───── EXTRACTED ENTRIES ─────

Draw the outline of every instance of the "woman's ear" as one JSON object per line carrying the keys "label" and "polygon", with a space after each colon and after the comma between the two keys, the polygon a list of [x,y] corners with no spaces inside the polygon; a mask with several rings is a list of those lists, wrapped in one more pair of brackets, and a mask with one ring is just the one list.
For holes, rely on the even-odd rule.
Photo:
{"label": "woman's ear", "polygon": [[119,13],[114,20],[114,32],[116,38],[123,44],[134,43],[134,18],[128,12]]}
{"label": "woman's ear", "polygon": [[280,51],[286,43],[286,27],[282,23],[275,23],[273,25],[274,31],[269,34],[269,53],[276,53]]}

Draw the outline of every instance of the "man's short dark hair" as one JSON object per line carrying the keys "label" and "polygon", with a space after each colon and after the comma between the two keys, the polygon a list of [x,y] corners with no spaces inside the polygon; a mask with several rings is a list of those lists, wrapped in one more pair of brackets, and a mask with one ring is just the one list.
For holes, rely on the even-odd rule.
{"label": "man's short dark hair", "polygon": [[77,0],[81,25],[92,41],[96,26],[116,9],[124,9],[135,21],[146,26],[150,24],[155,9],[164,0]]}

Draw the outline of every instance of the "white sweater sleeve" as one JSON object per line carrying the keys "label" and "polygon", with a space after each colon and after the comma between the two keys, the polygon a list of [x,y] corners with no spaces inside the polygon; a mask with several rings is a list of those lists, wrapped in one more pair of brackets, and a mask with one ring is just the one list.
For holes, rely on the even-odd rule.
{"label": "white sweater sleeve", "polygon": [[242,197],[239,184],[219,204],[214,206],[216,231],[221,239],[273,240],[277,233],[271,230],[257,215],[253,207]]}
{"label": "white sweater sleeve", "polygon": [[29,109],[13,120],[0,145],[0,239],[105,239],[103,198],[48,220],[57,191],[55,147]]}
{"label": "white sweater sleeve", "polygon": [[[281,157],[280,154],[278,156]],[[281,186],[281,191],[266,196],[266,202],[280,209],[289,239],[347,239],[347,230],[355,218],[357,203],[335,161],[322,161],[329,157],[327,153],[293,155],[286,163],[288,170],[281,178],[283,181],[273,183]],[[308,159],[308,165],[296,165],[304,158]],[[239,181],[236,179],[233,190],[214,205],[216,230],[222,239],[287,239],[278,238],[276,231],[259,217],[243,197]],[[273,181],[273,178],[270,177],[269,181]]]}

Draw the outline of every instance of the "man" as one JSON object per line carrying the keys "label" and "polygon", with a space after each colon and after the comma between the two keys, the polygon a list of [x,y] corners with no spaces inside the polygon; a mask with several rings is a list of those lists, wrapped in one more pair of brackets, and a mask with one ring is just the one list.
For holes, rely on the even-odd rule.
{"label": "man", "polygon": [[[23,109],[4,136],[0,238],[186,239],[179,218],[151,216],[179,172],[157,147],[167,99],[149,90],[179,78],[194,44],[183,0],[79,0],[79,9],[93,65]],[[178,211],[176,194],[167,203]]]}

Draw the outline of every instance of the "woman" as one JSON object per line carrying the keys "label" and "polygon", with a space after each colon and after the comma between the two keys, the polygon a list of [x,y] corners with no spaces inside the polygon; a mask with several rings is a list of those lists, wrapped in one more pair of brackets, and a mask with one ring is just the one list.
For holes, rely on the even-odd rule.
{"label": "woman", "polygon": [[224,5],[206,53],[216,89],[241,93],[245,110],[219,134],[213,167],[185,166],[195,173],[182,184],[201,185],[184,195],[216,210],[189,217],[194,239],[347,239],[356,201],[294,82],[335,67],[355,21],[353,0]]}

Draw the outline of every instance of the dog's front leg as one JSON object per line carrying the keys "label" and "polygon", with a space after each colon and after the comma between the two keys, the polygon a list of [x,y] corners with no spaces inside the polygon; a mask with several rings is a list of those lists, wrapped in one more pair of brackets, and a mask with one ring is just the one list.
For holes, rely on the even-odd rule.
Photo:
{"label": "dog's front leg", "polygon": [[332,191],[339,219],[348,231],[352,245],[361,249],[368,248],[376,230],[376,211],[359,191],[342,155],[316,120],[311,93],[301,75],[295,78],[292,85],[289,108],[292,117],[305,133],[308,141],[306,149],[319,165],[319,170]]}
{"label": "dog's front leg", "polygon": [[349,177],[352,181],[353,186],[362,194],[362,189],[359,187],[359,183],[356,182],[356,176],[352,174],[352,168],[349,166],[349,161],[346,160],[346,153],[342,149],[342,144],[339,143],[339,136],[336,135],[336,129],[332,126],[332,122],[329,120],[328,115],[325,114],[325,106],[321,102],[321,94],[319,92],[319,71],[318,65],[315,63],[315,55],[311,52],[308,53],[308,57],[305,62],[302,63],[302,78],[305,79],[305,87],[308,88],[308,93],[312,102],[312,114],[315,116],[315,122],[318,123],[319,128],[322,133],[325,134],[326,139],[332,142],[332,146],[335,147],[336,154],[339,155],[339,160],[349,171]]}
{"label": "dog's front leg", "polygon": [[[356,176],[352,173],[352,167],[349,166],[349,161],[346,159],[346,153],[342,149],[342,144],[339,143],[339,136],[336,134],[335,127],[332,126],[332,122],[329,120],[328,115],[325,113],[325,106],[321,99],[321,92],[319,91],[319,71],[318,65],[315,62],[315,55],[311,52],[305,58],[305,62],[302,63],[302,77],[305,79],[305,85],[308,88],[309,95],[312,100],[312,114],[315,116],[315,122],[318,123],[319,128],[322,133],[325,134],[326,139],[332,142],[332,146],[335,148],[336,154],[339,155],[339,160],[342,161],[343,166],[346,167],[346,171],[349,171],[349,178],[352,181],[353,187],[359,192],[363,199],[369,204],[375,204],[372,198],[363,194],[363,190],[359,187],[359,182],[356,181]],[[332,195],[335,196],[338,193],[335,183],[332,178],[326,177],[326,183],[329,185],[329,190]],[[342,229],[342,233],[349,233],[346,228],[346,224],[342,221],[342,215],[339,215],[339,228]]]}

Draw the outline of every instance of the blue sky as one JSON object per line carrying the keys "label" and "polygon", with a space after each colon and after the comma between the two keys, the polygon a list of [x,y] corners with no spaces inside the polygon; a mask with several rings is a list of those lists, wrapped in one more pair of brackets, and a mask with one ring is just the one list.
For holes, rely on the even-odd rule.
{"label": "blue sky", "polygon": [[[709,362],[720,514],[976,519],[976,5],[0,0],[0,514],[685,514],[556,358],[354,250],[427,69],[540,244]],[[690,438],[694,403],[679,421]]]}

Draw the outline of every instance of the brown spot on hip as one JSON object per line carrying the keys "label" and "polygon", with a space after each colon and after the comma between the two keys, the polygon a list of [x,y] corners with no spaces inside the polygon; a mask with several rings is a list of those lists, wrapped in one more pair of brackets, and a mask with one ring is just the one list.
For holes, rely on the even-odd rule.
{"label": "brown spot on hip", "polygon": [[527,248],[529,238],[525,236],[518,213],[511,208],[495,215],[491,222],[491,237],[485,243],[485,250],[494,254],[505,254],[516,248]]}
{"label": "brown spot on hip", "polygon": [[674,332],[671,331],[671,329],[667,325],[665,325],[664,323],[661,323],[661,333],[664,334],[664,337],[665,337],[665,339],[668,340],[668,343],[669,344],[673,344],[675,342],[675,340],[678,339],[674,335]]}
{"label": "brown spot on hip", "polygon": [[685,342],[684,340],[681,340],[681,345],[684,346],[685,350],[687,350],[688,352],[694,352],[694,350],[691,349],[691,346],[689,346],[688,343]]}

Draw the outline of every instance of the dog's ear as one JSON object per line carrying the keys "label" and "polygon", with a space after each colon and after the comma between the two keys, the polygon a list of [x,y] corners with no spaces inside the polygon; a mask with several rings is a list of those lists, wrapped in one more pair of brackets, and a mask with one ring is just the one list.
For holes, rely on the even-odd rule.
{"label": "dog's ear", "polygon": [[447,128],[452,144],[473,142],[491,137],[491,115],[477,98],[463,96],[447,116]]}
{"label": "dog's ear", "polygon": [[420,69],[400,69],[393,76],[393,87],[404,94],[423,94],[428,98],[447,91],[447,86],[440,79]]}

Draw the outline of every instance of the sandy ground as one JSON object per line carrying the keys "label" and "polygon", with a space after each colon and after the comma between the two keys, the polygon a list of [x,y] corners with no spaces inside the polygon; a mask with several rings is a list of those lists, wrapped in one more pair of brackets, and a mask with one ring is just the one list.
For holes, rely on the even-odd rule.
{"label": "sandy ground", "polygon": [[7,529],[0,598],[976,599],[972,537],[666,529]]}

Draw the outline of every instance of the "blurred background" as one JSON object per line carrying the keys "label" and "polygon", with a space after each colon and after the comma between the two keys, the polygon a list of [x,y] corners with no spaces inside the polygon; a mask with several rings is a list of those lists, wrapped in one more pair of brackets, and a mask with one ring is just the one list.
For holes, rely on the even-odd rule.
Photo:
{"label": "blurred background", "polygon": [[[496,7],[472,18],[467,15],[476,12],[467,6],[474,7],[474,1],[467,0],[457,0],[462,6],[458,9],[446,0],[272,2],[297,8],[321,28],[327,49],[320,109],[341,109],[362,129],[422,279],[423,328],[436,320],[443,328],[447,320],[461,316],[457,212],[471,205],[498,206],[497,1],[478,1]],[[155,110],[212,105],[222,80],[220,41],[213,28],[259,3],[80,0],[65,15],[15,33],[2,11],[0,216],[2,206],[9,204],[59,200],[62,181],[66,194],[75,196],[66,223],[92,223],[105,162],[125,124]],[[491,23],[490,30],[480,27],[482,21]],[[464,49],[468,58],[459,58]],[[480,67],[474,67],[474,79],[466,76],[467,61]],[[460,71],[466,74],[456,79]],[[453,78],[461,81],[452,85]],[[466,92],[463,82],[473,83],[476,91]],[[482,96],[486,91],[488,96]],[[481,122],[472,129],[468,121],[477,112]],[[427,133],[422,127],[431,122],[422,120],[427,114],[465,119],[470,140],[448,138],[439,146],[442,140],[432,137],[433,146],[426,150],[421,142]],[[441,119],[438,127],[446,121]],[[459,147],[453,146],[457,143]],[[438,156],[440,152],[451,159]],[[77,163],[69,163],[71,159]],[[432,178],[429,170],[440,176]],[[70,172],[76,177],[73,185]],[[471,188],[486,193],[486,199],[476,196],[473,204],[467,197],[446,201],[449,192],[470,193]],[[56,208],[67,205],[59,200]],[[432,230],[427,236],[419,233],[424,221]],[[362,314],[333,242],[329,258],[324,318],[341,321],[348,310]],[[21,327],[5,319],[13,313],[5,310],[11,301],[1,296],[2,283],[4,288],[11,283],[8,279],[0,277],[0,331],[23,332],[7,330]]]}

─────

--- WHAT YOU HAVE TO DO ---
Among the records above, only the lines between the line holding "Draw the outline of every instance of the blue" and the line holding "Draw the outline of every instance of the brown", inclusive, are to be output, exactly as written.

--- EXERCISE ANSWER ---
Draw the outline of every instance of the blue sky as one JSON object per line carrying the keys "label" and "polygon", with a space after each colon and after the comma between the two keys, the polygon a list of [x,y] corners with no spaces inside the polygon; a mask with several rings is a list of those lists, wrapped in one more pair of brackets, and a mask with one ring is just the one list.
For holes, rely on the even-odd rule.
{"label": "blue sky", "polygon": [[[709,362],[720,514],[976,519],[976,5],[0,0],[0,514],[685,514],[556,358],[354,250],[427,69],[540,244]],[[690,438],[694,403],[679,421]]]}

Draw the outline of every instance of the brown spot on hip as one JSON object per line carrying the keys "label" and "polygon", with a space after each colon and after the comma between the two keys, the polygon a list of [x,y] corners with no spaces inside the polygon; a mask with several rings is a list of those lists, wrapped in one more pair of brackets, and a mask with one ring is just the one list.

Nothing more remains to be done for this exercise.